--- Passage ---
+ + + + +

Shit comrade that sucks.

You should always be able to set boundaries at work though. Even about small stuff.

I have a name that's easily shortened. Let's say "Steven/Steve" just as an example.

With my closest friends, I'm Steve.

Professionally, I'm usually Steven, though "Last name" is also fine.

When I was doing shit service sector work about 15 years ago, I had a coworker I really was cool with (he was kind of a comrade/working class guy) who I let call me Steve. We had a good friendship out of work, drank beers, etc.

One day at work, my other coworker, who I really didn't like, started calling me Steve. I told them in no uncertain terms, please just call me Steven. They did so after that.

Ironically, my work friend eventually asked and I was like "you're cool, we're friends."

So even in something that has nothing to do with the (far more serious) kind of stuff you're talking about, I set boundaries and (if they weren't respected) would have escalated to HR.

I would say, just be firm and straightforward. Be unemotional about it (as hard as it is - again, with my very minor thing I got incredibly icky feelings from inside being called wrong by this person, so I waited a day and then did it first thing before they could piss me off again). After all, while I don't want to be charitable to your coworkers ( I don't know if they deserve it), sometimes all ppl need is one correction.

I dunno if this helps, but your post reminded me how hard it can be in the trenches comrade.

[–] [email protected] 9 points 7 months ago

It did help, you provided a positive example of doing the “normal” thing and just speaking up. For whatever reason, that just didn’t occur as viable to me, but I’ll be sure to let that bounce around with all the other ideas until something clicks.

+ + + + +

[Point annotation records]
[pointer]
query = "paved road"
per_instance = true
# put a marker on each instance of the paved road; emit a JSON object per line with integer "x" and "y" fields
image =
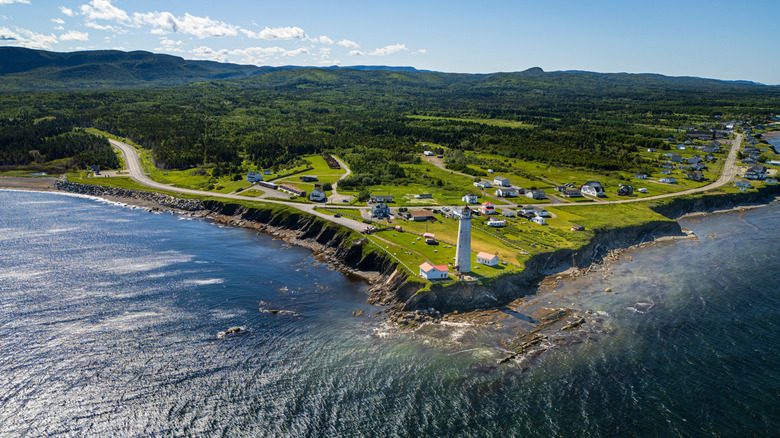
{"x": 138, "y": 175}
{"x": 728, "y": 173}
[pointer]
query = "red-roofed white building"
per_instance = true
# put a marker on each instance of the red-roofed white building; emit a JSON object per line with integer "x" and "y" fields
{"x": 487, "y": 259}
{"x": 434, "y": 272}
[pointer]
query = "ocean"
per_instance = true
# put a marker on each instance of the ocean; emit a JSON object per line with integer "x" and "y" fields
{"x": 109, "y": 323}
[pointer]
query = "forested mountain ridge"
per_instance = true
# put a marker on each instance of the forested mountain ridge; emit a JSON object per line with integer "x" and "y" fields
{"x": 376, "y": 118}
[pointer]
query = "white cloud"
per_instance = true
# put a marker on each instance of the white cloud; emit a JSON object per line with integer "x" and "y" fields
{"x": 26, "y": 38}
{"x": 348, "y": 44}
{"x": 170, "y": 46}
{"x": 106, "y": 27}
{"x": 387, "y": 50}
{"x": 201, "y": 27}
{"x": 252, "y": 55}
{"x": 277, "y": 33}
{"x": 75, "y": 36}
{"x": 103, "y": 10}
{"x": 322, "y": 39}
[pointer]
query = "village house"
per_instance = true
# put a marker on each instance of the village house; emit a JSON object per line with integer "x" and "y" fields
{"x": 421, "y": 215}
{"x": 493, "y": 222}
{"x": 501, "y": 181}
{"x": 506, "y": 192}
{"x": 696, "y": 175}
{"x": 253, "y": 177}
{"x": 380, "y": 210}
{"x": 571, "y": 193}
{"x": 471, "y": 199}
{"x": 540, "y": 212}
{"x": 593, "y": 188}
{"x": 382, "y": 198}
{"x": 292, "y": 190}
{"x": 487, "y": 208}
{"x": 756, "y": 172}
{"x": 318, "y": 195}
{"x": 487, "y": 259}
{"x": 625, "y": 191}
{"x": 434, "y": 272}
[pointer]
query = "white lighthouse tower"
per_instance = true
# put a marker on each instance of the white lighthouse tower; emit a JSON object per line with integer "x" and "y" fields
{"x": 463, "y": 250}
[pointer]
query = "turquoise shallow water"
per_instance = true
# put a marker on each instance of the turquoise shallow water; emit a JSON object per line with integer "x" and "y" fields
{"x": 109, "y": 317}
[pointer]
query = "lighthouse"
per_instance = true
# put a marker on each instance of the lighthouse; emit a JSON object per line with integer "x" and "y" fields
{"x": 463, "y": 251}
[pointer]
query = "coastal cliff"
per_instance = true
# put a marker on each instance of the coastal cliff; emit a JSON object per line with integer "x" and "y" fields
{"x": 351, "y": 253}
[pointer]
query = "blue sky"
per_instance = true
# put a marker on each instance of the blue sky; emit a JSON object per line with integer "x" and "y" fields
{"x": 715, "y": 39}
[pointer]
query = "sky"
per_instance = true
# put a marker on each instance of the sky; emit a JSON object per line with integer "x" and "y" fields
{"x": 706, "y": 38}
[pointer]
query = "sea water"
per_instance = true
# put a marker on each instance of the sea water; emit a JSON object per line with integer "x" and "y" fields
{"x": 109, "y": 319}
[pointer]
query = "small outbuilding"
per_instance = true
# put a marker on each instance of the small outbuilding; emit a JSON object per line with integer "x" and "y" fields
{"x": 434, "y": 272}
{"x": 487, "y": 259}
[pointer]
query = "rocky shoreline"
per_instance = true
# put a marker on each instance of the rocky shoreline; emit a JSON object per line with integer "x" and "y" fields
{"x": 489, "y": 305}
{"x": 391, "y": 287}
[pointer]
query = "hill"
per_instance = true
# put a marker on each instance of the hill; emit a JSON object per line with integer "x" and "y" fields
{"x": 27, "y": 70}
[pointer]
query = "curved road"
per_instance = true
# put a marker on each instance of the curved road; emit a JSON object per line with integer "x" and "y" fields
{"x": 137, "y": 174}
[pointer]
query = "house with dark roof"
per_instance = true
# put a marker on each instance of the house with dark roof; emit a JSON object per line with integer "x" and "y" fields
{"x": 593, "y": 188}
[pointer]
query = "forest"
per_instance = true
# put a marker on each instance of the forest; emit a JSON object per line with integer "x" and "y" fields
{"x": 377, "y": 119}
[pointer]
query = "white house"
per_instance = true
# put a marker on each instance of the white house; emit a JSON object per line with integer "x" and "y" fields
{"x": 317, "y": 195}
{"x": 487, "y": 208}
{"x": 434, "y": 272}
{"x": 593, "y": 188}
{"x": 496, "y": 223}
{"x": 254, "y": 176}
{"x": 471, "y": 199}
{"x": 487, "y": 259}
{"x": 506, "y": 192}
{"x": 501, "y": 181}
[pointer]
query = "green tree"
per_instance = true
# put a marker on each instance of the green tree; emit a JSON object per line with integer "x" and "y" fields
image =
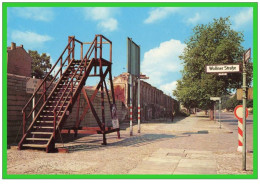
{"x": 213, "y": 43}
{"x": 40, "y": 64}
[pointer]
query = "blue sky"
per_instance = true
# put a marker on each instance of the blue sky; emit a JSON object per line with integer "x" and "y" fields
{"x": 160, "y": 32}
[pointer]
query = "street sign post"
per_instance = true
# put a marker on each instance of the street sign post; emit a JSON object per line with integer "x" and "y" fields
{"x": 246, "y": 57}
{"x": 238, "y": 111}
{"x": 133, "y": 68}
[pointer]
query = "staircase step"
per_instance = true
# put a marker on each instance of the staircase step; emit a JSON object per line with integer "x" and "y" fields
{"x": 37, "y": 139}
{"x": 35, "y": 145}
{"x": 44, "y": 127}
{"x": 50, "y": 111}
{"x": 48, "y": 133}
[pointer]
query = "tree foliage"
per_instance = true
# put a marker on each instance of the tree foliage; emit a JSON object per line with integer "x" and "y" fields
{"x": 40, "y": 64}
{"x": 213, "y": 43}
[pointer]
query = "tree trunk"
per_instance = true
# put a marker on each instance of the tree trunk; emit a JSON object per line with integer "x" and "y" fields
{"x": 211, "y": 114}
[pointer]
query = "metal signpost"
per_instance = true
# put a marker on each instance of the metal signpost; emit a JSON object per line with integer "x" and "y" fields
{"x": 247, "y": 56}
{"x": 220, "y": 69}
{"x": 219, "y": 107}
{"x": 133, "y": 68}
{"x": 223, "y": 69}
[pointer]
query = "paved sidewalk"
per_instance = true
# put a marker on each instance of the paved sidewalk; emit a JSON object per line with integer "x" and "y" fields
{"x": 192, "y": 145}
{"x": 177, "y": 161}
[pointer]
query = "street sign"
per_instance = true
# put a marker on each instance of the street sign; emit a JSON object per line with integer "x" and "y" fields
{"x": 249, "y": 94}
{"x": 215, "y": 98}
{"x": 225, "y": 68}
{"x": 221, "y": 74}
{"x": 247, "y": 55}
{"x": 133, "y": 57}
{"x": 239, "y": 112}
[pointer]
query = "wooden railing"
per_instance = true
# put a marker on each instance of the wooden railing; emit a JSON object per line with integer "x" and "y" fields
{"x": 45, "y": 84}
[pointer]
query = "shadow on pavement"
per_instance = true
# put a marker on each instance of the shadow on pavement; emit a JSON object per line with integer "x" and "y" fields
{"x": 131, "y": 141}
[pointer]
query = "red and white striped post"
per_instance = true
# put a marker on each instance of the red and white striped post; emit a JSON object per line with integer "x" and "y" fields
{"x": 131, "y": 105}
{"x": 240, "y": 135}
{"x": 239, "y": 115}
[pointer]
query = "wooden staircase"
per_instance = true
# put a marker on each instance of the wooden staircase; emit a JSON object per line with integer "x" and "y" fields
{"x": 54, "y": 110}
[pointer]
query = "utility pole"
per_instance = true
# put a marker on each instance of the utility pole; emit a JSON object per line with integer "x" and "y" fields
{"x": 131, "y": 104}
{"x": 246, "y": 58}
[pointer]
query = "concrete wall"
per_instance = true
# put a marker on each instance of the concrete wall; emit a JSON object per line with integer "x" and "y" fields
{"x": 154, "y": 103}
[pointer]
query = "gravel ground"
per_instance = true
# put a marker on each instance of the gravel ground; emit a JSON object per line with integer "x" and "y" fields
{"x": 87, "y": 155}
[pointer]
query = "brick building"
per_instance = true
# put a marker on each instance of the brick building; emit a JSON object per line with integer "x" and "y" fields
{"x": 18, "y": 61}
{"x": 154, "y": 103}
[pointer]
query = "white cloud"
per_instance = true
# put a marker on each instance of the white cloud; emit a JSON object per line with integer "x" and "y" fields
{"x": 104, "y": 17}
{"x": 29, "y": 39}
{"x": 160, "y": 62}
{"x": 109, "y": 24}
{"x": 160, "y": 13}
{"x": 195, "y": 19}
{"x": 168, "y": 88}
{"x": 33, "y": 13}
{"x": 243, "y": 18}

+ + + + +

--- Task instructions ---
Write out the workplace-boundaries passage word for word, between "When I was doing" and "so after that.", inclusive.

--- Output for this task ---
When I was doing shit service sector work about 15 years ago, I had a coworker I really was cool with (he was kind of a comrade/working class guy) who I let call me Steve. We had a good friendship out of work, drank beers, etc.

One day at work, my other coworker, who I really didn't like, started calling me Steve. I told them in no uncertain terms, please just call me Steven. They did so after that.